The political season in Chillicothe is heating up as mayoral candidates Doug Crew, Sandi Levell and Don White spoke recently.

The Chillicothe Tea Party Patriots hosted the meeting at the Veterans of Foreign Wars Post 4999 Wednesday.

All three have experience as aldermen, with Levell currently serving on the Chillicothe City Council, Crew serving in the 1980s, and White serving before being elected mayor from 2001 to 2005.

The candidates gave brief introductions about themselves to the small crowd, and then answered questions.

They ran the gamut from their goals if elected, their thoughts on highway improvements, sprucing up Chillicothe, budget concerns, combining services with Peoria County, Three Sisters Park possibly disconnecting from city limits, ambulance concerns and more.

Crew is a 1967 graduate of Chillicothe Township High School, worked at Caterpillar Inc. and opened a consulting firm in the last couple years.

White is a 1968 graduate of Chillicothe Township, and works at Dewberry Architects, formerly PSA.

Levell did not grow up in Chillicothe, but has owned a business for 37 years. The Hair Company owner said residents probably have seen her digging in the dirt to beautify the city. She also has been involved with many local groups.

All three candidates have long-standing ties to the community and agreed with each other often as the forum continued.

**Supplied entries:**
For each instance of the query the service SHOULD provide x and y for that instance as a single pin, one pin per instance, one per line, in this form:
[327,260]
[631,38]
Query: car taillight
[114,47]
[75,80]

**Parts of the exercise:**
1. Do these statements agree with the article on the Chillicothe mayoral forum? Answer yes or no for each, quoting the deciding words: (a) The Chillicothe Tea Party Patriots hosted the meeting at a Veterans of Foreign Wars post. (b) Crew graduated from Chillicothe Township High School in 1968. (c) Levell grew up in Chillicothe.
2. Please transcribe, word for word, the part of the article on the Chillicothe mayoral forum that opens with the words containing "All three have" and closes with "concerns and more.".
3. Finish out the next part of the article on the Chillicothe mayoral forum, starting after its final sentence.
The rows play no part in this work.

**Answers to this exercise:**
1.
(a) Yes: "The Chillicothe Tea Party Patriots hosted the meeting at the Veterans of Foreign Wars Post 4999 Wednesday."
(b) No: "Crew is a 1967 graduate of Chillicothe Township High School."
(c) No: "Levell did not grow up in Chillicothe."

2.
All three have experience as aldermen, with Levell currently serving on the Chillicothe City Council, Crew serving in the 1980s, and White serving before being elected mayor from 2001 to 2005.

The candidates gave brief introductions about themselves to the small crowd, and then answered questions.

They ran the gamut from their goals if elected, their thoughts on highway improvements, sprucing up Chillicothe, budget concerns, combining services with Peoria County, Three Sisters Park possibly disconnecting from city limits, ambulance concerns and more.

3.
After attending a class reunion, Crew said former residents remarked that Chillicothe had not changed much since they left. He said that other communities have grown while Chillicothe’s population remains the same. The cost of maintaining city services never goes down, and with income tax and sales tax remaining about the same, something will need to be changed, he said.

“I would like to take a very strategic approach, get input from the school district, the people at Pearce, the chamber and others in the community to come up with what they think has to happen in Chillicothe for us to be successful,” said Crew.

White talked about the mission of a city and its basic services to provide, and called economic development as the umbrella over everything.

He said if elected, he would work on economic development, including more diversified housing.

Some people do not want things to change, White said, and others want it to be like in the 1960s.

“We’ve got to figure out what the change might be and sort of drive our future towards it,” said White.
Levell spoke in both broad terms and zeroed in on fixing downtown sidewalks and getting more aldermen involvement in city discussions.

“Sometimes we start a project on the city and we stop. We jump to another project. I’d like to see it finished before we start on another project,” said Levell.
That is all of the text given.